Do this
Rewrite the rows from the line containing "Reviewer note: confirm that each instance of the green lawn" through the line containing "[(106, 33), (219, 17)]", keeping the reviewer notes and shifting each x and y coordinate in the results up by 44. Leave out the picture lines.

Provided information
* * * * *
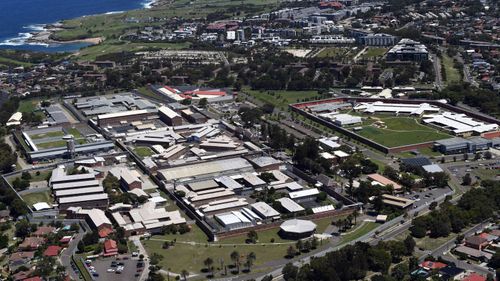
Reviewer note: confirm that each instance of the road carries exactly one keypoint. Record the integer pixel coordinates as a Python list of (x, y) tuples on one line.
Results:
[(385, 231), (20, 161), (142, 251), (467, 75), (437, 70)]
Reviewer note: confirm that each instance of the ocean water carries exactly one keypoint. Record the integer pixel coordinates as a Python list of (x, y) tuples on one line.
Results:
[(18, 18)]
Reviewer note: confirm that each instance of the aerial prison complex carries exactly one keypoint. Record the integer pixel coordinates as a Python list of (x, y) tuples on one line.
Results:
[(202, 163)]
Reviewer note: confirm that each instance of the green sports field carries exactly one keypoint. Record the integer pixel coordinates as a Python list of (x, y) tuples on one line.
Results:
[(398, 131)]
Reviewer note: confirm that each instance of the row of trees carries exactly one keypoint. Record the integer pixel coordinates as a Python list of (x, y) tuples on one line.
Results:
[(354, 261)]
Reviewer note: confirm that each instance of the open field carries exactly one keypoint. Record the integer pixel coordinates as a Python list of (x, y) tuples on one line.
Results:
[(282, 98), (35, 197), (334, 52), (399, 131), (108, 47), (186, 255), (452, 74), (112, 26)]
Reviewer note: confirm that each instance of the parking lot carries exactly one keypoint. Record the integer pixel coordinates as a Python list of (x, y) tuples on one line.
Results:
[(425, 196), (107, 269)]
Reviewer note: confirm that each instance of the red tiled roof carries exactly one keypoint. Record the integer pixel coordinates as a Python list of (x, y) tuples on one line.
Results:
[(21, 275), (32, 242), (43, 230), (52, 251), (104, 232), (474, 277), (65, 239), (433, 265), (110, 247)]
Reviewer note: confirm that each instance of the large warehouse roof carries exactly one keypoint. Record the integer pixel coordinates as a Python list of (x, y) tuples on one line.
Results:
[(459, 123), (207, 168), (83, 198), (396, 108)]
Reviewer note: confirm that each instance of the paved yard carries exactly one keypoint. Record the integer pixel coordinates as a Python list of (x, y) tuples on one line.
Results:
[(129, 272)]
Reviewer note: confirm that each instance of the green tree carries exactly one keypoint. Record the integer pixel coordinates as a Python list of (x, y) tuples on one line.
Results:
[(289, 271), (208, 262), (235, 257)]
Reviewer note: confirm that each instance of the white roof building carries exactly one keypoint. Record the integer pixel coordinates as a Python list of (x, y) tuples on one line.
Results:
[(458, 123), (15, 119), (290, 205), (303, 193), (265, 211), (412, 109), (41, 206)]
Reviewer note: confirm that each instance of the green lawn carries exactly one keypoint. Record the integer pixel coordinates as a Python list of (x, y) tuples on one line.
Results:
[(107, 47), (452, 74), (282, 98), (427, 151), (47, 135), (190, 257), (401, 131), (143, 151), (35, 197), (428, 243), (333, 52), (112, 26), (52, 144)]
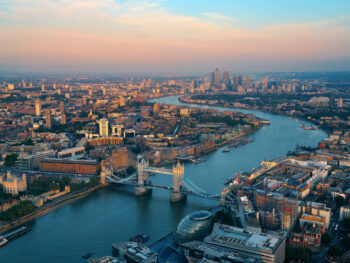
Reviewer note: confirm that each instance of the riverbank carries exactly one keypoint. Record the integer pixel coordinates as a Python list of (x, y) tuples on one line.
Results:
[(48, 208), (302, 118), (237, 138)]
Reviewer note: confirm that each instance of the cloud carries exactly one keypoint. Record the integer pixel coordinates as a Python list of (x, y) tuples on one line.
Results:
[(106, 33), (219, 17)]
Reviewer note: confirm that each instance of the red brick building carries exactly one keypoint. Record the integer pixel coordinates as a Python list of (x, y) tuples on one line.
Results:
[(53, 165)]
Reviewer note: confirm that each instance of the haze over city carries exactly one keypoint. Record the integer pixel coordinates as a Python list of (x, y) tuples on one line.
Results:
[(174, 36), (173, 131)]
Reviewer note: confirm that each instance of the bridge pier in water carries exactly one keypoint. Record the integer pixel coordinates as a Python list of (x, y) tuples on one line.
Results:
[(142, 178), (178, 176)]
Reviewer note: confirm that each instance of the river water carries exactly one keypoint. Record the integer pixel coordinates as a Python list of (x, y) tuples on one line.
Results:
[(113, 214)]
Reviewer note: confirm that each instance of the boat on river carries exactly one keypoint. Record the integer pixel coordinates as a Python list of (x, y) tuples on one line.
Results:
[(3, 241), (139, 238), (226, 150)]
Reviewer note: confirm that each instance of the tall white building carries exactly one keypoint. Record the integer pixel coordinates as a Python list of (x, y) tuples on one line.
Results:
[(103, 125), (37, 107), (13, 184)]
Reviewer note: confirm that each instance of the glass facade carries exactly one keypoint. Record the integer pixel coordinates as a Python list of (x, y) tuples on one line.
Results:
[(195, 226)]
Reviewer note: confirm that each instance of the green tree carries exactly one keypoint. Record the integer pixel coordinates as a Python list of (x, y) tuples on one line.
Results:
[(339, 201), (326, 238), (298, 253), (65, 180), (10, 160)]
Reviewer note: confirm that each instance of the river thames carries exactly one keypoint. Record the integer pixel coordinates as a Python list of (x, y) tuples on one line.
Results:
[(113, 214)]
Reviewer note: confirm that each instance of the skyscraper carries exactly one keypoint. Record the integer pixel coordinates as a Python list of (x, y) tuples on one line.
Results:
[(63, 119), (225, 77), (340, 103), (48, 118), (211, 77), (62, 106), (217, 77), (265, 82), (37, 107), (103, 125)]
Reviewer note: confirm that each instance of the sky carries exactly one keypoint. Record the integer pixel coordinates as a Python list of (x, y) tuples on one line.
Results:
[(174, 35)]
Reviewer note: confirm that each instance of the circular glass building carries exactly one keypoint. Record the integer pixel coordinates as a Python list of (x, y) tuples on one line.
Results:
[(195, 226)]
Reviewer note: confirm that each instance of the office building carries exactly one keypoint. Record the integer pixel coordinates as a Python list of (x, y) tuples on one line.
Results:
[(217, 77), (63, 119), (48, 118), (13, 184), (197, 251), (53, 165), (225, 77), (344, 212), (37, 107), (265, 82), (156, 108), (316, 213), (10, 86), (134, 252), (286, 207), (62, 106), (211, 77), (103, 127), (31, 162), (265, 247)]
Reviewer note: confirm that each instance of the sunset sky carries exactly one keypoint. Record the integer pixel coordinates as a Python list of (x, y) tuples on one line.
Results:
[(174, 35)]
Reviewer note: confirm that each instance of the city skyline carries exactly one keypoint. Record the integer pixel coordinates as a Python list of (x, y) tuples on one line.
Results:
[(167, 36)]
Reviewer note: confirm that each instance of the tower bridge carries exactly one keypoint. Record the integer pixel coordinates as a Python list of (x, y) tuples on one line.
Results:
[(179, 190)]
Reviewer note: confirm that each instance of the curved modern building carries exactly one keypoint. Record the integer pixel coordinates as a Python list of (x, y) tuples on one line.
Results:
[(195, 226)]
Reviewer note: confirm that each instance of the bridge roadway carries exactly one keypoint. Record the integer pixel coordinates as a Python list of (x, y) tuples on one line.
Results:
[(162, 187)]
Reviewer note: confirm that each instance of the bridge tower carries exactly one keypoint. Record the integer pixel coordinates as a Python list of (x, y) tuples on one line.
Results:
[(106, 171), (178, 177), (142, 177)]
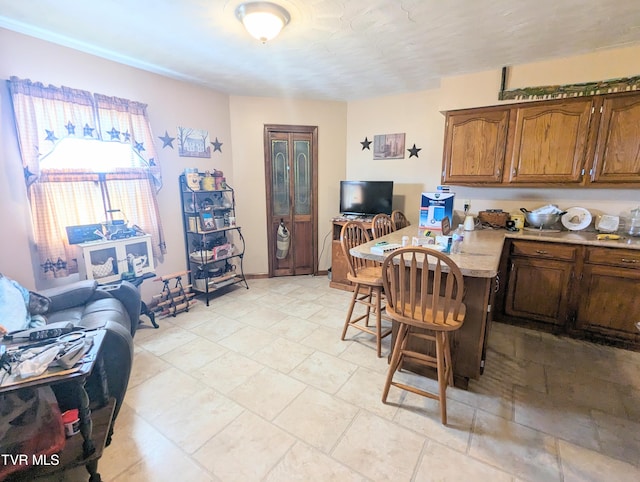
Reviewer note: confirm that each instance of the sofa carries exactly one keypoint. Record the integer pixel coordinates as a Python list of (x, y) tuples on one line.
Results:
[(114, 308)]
* * * * *
Finished task
Reviewer note: confirm that each instance of the green lawn carries exactly one keypoint. Record the integer pixel coordinates as a Python list of (x, y) tuples on one line.
Results:
[(151, 91), (496, 118), (326, 142), (471, 195), (91, 179), (234, 301), (445, 175), (187, 195), (79, 241), (472, 287), (377, 96), (156, 70), (96, 188)]
Reviewer note: confirm that each instance of the riverbank carries exactly one keypoint. Record the integer pixel coordinates as a Python list of (x, y) tuples on one line.
Results:
[(92, 252), (346, 162), (281, 182)]
Reviewer note: confirm that each instance of the cloud carries exactly one keypoint. Record the integer pixel coordinates as a Python list of (x, y) tuples on one line.
Results:
[(150, 77), (263, 61)]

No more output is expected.